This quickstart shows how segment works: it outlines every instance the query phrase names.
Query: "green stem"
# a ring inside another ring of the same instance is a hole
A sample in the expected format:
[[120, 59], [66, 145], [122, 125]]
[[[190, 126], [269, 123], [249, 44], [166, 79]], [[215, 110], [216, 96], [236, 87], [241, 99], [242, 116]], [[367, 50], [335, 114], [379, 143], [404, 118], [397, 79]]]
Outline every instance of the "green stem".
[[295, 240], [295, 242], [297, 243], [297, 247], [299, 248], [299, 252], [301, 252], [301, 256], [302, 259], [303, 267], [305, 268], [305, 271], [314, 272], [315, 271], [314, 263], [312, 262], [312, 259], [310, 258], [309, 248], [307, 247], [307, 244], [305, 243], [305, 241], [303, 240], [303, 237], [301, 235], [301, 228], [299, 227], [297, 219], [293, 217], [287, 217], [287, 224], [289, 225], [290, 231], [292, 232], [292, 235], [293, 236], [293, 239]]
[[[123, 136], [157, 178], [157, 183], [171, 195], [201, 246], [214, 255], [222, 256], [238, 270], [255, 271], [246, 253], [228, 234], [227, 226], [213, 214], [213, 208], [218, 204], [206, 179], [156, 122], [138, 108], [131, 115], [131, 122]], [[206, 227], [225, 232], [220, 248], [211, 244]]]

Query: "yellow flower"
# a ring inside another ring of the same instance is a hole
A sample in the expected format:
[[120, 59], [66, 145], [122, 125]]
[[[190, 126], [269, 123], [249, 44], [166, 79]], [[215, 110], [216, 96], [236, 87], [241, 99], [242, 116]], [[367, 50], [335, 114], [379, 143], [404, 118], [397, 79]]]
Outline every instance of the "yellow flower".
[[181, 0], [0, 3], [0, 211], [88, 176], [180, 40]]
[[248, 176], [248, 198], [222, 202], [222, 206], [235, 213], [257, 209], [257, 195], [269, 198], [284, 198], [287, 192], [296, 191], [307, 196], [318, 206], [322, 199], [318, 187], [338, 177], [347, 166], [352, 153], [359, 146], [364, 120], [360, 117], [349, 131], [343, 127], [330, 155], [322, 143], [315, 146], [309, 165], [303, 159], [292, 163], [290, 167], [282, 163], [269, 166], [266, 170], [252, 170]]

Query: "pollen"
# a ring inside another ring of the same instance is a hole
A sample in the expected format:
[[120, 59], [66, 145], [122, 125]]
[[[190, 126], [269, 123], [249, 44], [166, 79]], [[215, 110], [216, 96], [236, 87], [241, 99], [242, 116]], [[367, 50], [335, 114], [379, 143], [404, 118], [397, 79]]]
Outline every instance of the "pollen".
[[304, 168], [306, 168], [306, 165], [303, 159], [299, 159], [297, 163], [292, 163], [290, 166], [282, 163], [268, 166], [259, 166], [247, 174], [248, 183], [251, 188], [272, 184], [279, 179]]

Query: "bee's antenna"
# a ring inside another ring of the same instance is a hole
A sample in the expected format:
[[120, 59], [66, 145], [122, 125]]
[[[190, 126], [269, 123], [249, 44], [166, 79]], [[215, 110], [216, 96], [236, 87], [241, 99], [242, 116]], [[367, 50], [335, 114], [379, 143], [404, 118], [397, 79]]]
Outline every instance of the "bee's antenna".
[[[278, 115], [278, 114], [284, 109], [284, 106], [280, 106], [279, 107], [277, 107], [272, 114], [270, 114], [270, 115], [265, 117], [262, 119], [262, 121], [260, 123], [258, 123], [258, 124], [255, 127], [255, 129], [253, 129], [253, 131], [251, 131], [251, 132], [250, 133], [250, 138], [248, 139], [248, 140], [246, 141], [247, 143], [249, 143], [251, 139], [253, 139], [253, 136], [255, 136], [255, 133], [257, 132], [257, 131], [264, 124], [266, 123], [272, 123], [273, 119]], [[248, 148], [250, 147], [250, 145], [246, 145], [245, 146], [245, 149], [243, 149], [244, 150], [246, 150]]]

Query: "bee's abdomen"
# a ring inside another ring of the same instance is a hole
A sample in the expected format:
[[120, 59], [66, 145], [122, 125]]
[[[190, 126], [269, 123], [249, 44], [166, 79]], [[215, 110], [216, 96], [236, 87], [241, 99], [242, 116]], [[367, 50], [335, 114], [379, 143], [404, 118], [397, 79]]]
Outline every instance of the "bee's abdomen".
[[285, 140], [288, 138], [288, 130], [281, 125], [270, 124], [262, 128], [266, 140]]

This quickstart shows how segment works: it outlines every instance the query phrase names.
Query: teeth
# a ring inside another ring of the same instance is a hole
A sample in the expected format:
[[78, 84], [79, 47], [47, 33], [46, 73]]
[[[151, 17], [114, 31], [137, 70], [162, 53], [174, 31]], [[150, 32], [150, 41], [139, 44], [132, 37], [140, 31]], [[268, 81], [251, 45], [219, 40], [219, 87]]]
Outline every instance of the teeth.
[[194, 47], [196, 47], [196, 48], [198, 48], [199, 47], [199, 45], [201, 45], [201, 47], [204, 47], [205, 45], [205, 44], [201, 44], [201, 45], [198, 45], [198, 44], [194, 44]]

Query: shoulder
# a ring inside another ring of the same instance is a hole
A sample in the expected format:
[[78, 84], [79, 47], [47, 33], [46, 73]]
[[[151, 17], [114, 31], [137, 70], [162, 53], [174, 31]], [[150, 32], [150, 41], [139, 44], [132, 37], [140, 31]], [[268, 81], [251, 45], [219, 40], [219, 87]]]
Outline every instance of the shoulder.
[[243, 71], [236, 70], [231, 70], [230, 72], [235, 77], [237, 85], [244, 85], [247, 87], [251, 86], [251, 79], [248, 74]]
==================================================
### Stated problem
Transcribe, word for word, every line from the one containing "Query: shoulder" through the final line of the entries, and nothing else.

### Written response
Query: shoulder
# a ring inside another ring of the same instance is a hole
A sample in the expected format:
[[78, 84], [79, 47], [47, 33], [46, 73]]
[[[151, 17], [114, 31], [137, 70], [162, 53], [174, 31]], [[150, 32], [150, 41], [139, 44], [132, 37], [140, 31]], [[268, 81], [251, 45], [219, 40], [219, 87]]]
Outline every instance of the shoulder.
[[243, 71], [236, 70], [231, 70], [230, 72], [235, 77], [237, 85], [244, 85], [247, 87], [251, 86], [251, 79], [248, 74]]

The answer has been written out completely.